_What is being asked:_
Could each entry below be printed again exactly as given?

--- Supplied material Enclosed Below ---

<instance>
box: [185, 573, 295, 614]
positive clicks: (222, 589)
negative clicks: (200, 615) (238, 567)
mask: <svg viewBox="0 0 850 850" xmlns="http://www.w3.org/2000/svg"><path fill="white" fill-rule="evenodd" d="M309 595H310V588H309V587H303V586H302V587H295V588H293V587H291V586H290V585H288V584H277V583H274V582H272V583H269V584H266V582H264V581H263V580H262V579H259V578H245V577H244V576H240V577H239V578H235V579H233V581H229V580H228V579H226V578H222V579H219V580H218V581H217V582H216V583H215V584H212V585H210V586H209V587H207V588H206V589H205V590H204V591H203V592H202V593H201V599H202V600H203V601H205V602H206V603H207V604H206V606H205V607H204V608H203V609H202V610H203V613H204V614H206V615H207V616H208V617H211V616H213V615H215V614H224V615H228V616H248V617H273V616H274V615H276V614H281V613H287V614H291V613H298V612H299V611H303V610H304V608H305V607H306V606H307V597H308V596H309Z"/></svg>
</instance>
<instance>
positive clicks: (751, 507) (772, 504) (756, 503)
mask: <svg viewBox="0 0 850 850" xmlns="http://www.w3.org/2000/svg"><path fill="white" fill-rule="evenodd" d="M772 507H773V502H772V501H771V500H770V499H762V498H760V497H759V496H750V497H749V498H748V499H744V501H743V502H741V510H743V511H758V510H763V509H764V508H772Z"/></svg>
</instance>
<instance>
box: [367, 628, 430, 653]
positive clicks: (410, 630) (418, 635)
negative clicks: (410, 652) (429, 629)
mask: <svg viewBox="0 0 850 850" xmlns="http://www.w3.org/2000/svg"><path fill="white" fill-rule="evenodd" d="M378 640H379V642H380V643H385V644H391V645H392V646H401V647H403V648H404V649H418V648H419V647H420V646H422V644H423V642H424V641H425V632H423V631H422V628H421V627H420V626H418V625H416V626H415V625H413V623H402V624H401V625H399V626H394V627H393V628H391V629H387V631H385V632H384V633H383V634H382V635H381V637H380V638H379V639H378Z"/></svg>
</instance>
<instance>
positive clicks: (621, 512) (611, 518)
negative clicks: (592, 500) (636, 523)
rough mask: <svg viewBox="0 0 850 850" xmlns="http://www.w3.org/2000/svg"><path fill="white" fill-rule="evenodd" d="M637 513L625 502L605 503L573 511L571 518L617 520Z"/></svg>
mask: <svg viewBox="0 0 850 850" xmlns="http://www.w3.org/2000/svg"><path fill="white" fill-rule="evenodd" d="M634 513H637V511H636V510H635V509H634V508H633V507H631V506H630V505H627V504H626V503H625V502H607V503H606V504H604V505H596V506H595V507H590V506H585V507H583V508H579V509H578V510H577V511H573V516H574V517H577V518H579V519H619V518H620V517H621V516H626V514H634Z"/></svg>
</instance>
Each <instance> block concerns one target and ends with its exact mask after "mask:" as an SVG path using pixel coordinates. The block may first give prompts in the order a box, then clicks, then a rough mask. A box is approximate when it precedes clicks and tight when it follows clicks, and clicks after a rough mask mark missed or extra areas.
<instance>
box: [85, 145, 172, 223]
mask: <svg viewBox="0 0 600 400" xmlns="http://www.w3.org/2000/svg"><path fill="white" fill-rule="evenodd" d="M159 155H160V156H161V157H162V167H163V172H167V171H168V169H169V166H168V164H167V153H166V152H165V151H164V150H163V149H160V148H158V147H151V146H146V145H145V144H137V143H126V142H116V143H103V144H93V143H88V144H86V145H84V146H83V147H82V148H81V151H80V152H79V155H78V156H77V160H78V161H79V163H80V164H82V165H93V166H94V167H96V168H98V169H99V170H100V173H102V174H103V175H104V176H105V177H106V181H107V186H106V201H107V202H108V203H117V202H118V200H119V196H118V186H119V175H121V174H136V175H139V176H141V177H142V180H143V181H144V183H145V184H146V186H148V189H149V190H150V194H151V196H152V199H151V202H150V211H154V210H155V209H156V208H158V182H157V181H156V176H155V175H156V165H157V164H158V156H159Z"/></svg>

--- End of Enclosed Supplied material ---

_Written answer:_
<instance>
box: [185, 573, 295, 614]
positive clicks: (222, 589)
negative clicks: (200, 615) (238, 567)
mask: <svg viewBox="0 0 850 850" xmlns="http://www.w3.org/2000/svg"><path fill="white" fill-rule="evenodd" d="M309 595H310V588H309V587H303V586H302V587H295V588H293V587H291V586H290V585H288V584H277V583H274V582H272V583H269V584H266V582H264V581H263V580H262V579H259V578H245V577H244V576H240V577H239V578H235V579H233V581H229V580H228V579H226V578H222V579H219V580H218V581H217V582H216V583H215V584H212V585H210V586H209V587H207V588H206V589H205V590H204V591H203V592H202V593H201V599H202V600H203V601H205V602H206V603H207V604H206V606H205V607H204V608H203V609H202V610H203V613H204V614H206V615H207V616H208V617H211V616H213V615H215V614H224V615H228V616H248V617H273V616H274V615H276V614H281V613H287V614H291V613H298V612H299V611H303V610H304V608H305V607H306V606H307V597H308V596H309Z"/></svg>
</instance>
<instance>
positive clicks: (751, 507) (772, 504) (756, 503)
mask: <svg viewBox="0 0 850 850" xmlns="http://www.w3.org/2000/svg"><path fill="white" fill-rule="evenodd" d="M772 507H773V502H772V501H771V500H770V499H762V498H760V497H759V496H750V497H749V498H748V499H744V501H743V502H741V510H743V511H758V510H763V509H764V508H772Z"/></svg>
</instance>
<instance>
box: [367, 628, 430, 653]
positive clicks: (410, 630) (418, 635)
negative clicks: (410, 652) (429, 629)
mask: <svg viewBox="0 0 850 850" xmlns="http://www.w3.org/2000/svg"><path fill="white" fill-rule="evenodd" d="M378 640H379V642H380V643H385V644H391V645H392V646H401V647H403V648H404V649H418V648H419V647H420V646H422V644H423V642H424V641H425V632H423V631H422V628H421V627H420V626H418V625H416V626H415V625H413V623H402V624H401V625H399V626H394V627H393V628H391V629H387V631H385V632H384V633H383V634H382V635H381V637H380V638H379V639H378Z"/></svg>
</instance>
<instance>
positive clicks: (621, 512) (611, 518)
negative clicks: (592, 500) (636, 523)
rough mask: <svg viewBox="0 0 850 850" xmlns="http://www.w3.org/2000/svg"><path fill="white" fill-rule="evenodd" d="M637 513L625 502L605 503L573 511L571 518L617 520Z"/></svg>
mask: <svg viewBox="0 0 850 850" xmlns="http://www.w3.org/2000/svg"><path fill="white" fill-rule="evenodd" d="M634 513H637V511H636V510H635V509H634V508H633V507H631V506H630V505H627V504H626V503H625V502H607V503H606V504H604V505H596V506H595V507H590V506H585V507H583V508H579V509H578V510H577V511H573V516H574V517H577V518H579V519H619V518H620V517H621V516H626V514H634Z"/></svg>
</instance>
Each <instance> block concerns one target and ends with its exact mask after "mask:" as an SVG path using pixel coordinates. The block may first give prompts in the order a box, then clicks, then a rough mask. A box is approximate when it precedes clicks and tight when it follows clicks, and clicks after a rough mask mark missed or extra areas.
<instance>
box: [85, 145, 172, 223]
mask: <svg viewBox="0 0 600 400" xmlns="http://www.w3.org/2000/svg"><path fill="white" fill-rule="evenodd" d="M159 155H160V156H161V157H162V167H163V172H167V171H168V169H169V166H168V164H167V153H166V152H165V151H164V150H163V149H160V148H158V147H151V146H146V145H145V144H137V143H126V142H116V143H103V144H93V143H88V144H86V145H84V146H83V147H82V148H81V151H80V152H79V155H78V156H77V160H78V161H79V163H80V164H82V165H93V166H94V167H96V168H98V169H99V170H100V173H102V174H103V175H104V176H105V177H106V181H107V186H106V201H107V202H108V203H117V202H118V200H119V196H118V186H119V175H121V174H136V175H139V176H141V177H142V180H143V181H144V183H145V184H146V186H148V189H149V190H150V194H151V196H152V199H151V202H150V211H154V210H155V209H156V208H158V182H157V181H156V176H155V175H156V165H157V164H158V156H159Z"/></svg>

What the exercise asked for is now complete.